_Written instruction_. Locate each line in the items below that contains the word "slice", and copy those lines out in full.

_Given records_.
• • • • • • •

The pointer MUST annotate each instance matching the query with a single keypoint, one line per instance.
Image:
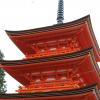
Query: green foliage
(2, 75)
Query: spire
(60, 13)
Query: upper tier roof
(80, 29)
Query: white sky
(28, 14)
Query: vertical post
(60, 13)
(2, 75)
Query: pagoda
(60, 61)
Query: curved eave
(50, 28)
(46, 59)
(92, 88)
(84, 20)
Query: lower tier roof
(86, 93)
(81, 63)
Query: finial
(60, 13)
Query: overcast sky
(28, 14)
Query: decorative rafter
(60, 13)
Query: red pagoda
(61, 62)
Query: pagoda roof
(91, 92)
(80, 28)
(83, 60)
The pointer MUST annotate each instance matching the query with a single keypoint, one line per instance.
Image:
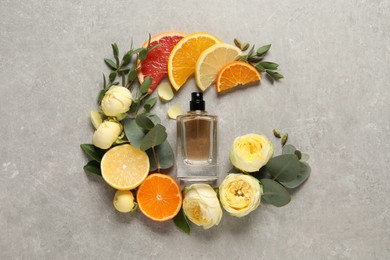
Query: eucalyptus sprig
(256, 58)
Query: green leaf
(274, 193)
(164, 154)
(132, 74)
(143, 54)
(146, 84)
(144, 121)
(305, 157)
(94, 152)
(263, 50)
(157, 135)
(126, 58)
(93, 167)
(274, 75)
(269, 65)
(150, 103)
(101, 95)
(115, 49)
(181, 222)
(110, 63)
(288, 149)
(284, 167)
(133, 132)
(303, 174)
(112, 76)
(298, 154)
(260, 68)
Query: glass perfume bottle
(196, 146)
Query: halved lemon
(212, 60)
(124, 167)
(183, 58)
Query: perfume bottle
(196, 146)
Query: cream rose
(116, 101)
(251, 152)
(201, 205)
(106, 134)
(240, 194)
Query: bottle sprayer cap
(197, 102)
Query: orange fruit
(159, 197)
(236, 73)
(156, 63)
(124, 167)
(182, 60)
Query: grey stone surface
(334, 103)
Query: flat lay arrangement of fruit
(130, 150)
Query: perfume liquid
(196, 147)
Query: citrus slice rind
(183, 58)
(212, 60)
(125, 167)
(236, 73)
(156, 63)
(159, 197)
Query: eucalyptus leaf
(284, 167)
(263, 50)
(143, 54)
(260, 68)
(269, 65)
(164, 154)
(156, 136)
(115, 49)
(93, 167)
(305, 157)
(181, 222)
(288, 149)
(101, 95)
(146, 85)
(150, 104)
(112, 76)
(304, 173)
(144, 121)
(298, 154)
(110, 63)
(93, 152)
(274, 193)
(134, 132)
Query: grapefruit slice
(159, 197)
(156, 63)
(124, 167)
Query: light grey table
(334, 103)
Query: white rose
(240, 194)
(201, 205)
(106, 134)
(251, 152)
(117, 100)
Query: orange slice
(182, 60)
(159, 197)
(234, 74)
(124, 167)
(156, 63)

• • • • • • •

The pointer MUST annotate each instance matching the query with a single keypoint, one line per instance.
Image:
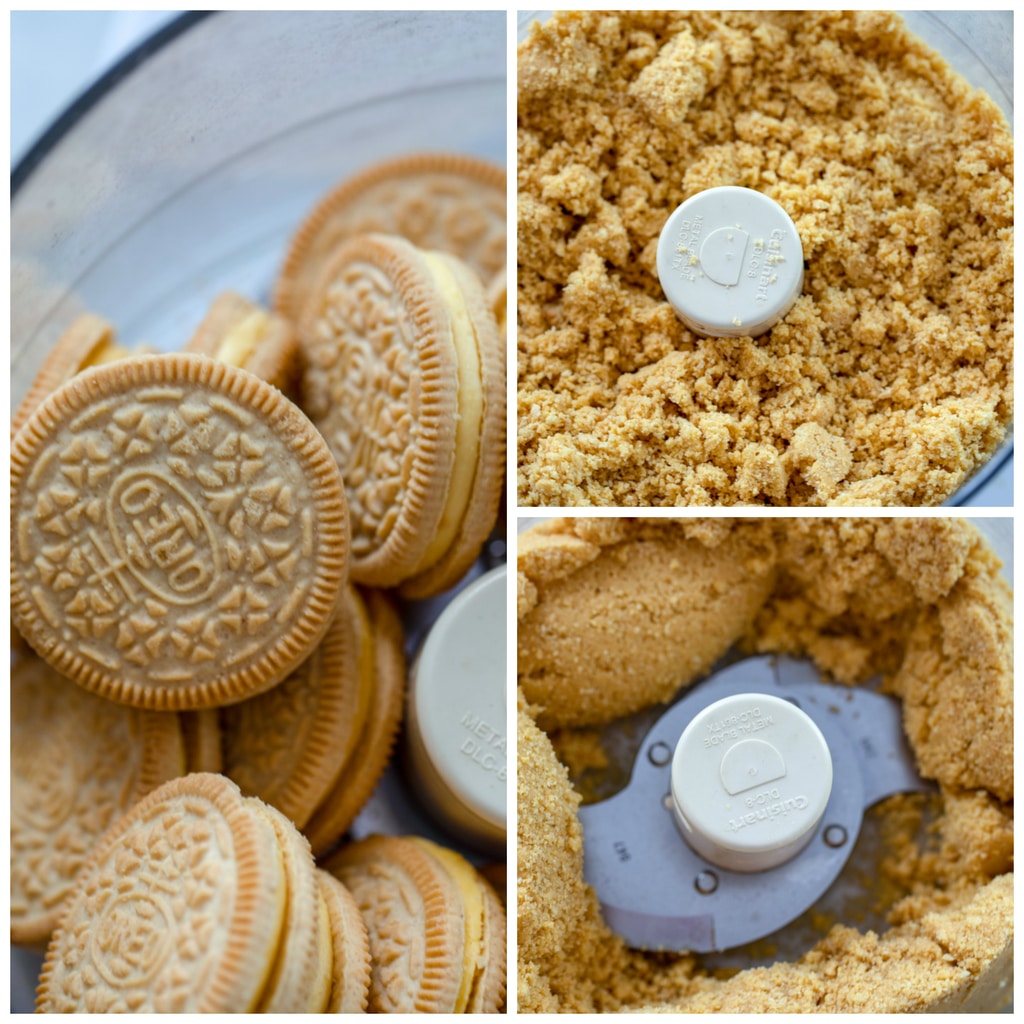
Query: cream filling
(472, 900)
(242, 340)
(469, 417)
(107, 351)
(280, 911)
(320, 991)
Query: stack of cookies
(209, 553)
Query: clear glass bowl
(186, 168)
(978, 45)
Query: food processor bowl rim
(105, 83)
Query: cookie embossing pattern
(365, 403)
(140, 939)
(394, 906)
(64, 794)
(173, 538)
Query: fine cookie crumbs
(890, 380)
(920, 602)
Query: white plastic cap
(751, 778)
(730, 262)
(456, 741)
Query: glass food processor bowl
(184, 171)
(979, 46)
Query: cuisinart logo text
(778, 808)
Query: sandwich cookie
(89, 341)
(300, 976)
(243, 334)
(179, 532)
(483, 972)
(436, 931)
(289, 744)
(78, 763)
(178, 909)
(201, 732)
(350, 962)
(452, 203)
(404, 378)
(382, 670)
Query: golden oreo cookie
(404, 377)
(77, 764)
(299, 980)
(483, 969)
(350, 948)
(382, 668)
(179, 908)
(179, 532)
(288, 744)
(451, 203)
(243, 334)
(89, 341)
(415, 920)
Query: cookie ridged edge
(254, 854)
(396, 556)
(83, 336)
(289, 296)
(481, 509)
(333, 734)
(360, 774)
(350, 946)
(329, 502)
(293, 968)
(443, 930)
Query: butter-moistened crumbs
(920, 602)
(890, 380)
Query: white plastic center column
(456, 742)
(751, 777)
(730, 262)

• • • • • • •

_Task result_.
Query: citrus slice rind
Query: grapefruit slice
Query: orange slice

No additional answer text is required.